REQUIRED ACTION A | According to the passage on India's National Health Policy, on what date did the Union Cabinet approve the new NHP?
REQUIRED ACTION B | Write out the part of the passage on India's National Health Policy starting at "Despite various measures" and ending at "all in India.".
[[ DOCUMENT PASSAGE open ]]
Given India’s growing population, diversity and disease burden, providing quality healthcare to more than 1 billion people remains a daunting challenge. India has the second largest population in the world and is expected to overtake China within a decade. Currently, around 1.3 billion, India’s population has grown fourfold since independence.

Despite various measures by governments to improve healthcare services, access to care continues to be a neglected concept in India. However, over the past few decades, there has been ongoing movement in India toward recognizing health as a fundamental human right. In this regard, India has embarked upon a voyage of transforming its healthcare system with the goal of improving the quality of healthcare available to its population. Considering this, India’s newly approved National Health Policy (NHP) 2017 is a laudable step toward the goal of making healthcare accessible to all in India.

After a wait of 15 years since the last NHP was ratified, the Union Cabinet approved the new NHP on March 15, 2017 as explored in our Global Market Access Solution analysis. The policy will replace the 2002 NHP, which itself followed the first NHP issued in 1983. The earlier national health policies had the objective of achieving an acceptable standard of health among the general population. While progress was seen toward improving access to healthcare services, providing quality and affordable care to the entire population has remained an elusive goal. The socio-economic and epidemiological changes since that time demanded the formulation of the new NHP-2017 to address a host of emerging challenges.
[[ DOCUMENT PASSAGE closed ]]
[[ INFORMATION SUPPLIED open ]]
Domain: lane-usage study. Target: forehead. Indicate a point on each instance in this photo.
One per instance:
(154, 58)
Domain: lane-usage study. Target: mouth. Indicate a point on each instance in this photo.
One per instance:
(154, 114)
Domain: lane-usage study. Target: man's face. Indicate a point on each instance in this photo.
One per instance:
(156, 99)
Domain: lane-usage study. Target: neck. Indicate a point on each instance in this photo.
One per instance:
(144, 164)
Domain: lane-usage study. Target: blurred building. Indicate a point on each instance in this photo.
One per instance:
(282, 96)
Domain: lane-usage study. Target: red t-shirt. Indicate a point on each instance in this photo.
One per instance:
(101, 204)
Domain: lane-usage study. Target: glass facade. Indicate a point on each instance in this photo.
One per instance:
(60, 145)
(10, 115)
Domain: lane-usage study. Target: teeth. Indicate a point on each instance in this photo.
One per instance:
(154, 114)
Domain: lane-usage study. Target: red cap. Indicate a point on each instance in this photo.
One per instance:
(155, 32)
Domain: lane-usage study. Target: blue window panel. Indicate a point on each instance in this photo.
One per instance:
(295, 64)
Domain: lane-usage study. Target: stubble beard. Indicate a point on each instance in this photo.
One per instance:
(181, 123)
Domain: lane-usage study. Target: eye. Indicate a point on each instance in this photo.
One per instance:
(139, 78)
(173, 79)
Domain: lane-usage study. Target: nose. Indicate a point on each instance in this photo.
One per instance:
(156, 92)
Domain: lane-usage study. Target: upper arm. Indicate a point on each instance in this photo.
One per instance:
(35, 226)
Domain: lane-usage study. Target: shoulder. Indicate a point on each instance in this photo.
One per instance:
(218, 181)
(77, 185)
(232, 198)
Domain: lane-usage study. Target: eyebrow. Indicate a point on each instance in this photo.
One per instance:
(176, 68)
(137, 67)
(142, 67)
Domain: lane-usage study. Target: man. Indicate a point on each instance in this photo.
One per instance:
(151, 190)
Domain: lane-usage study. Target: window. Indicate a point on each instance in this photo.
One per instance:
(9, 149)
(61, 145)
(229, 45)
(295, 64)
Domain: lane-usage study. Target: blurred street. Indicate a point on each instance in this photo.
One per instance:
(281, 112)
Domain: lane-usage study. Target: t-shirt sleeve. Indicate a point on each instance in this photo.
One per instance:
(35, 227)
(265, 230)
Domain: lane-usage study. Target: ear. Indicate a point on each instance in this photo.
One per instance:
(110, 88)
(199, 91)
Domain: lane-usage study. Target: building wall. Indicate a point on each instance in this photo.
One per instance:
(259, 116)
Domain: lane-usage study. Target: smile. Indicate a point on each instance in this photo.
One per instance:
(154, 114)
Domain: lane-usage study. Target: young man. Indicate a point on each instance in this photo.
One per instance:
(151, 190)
[[ INFORMATION SUPPLIED closed ]]
RESPONSE BOX A | March 15, 2017

RESPONSE BOX B |
Despite various measures by governments to improve healthcare services, access to care continues to be a neglected concept in India. However, over the past few decades, there has been ongoing movement in India toward recognizing health as a fundamental human right. In this regard, India has embarked upon a voyage of transforming its healthcare system with the goal of improving the quality of healthcare available to its population. Considering this, India’s newly approved National Health Policy (NHP) 2017 is a laudable step toward the goal of making healthcare accessible to all in India.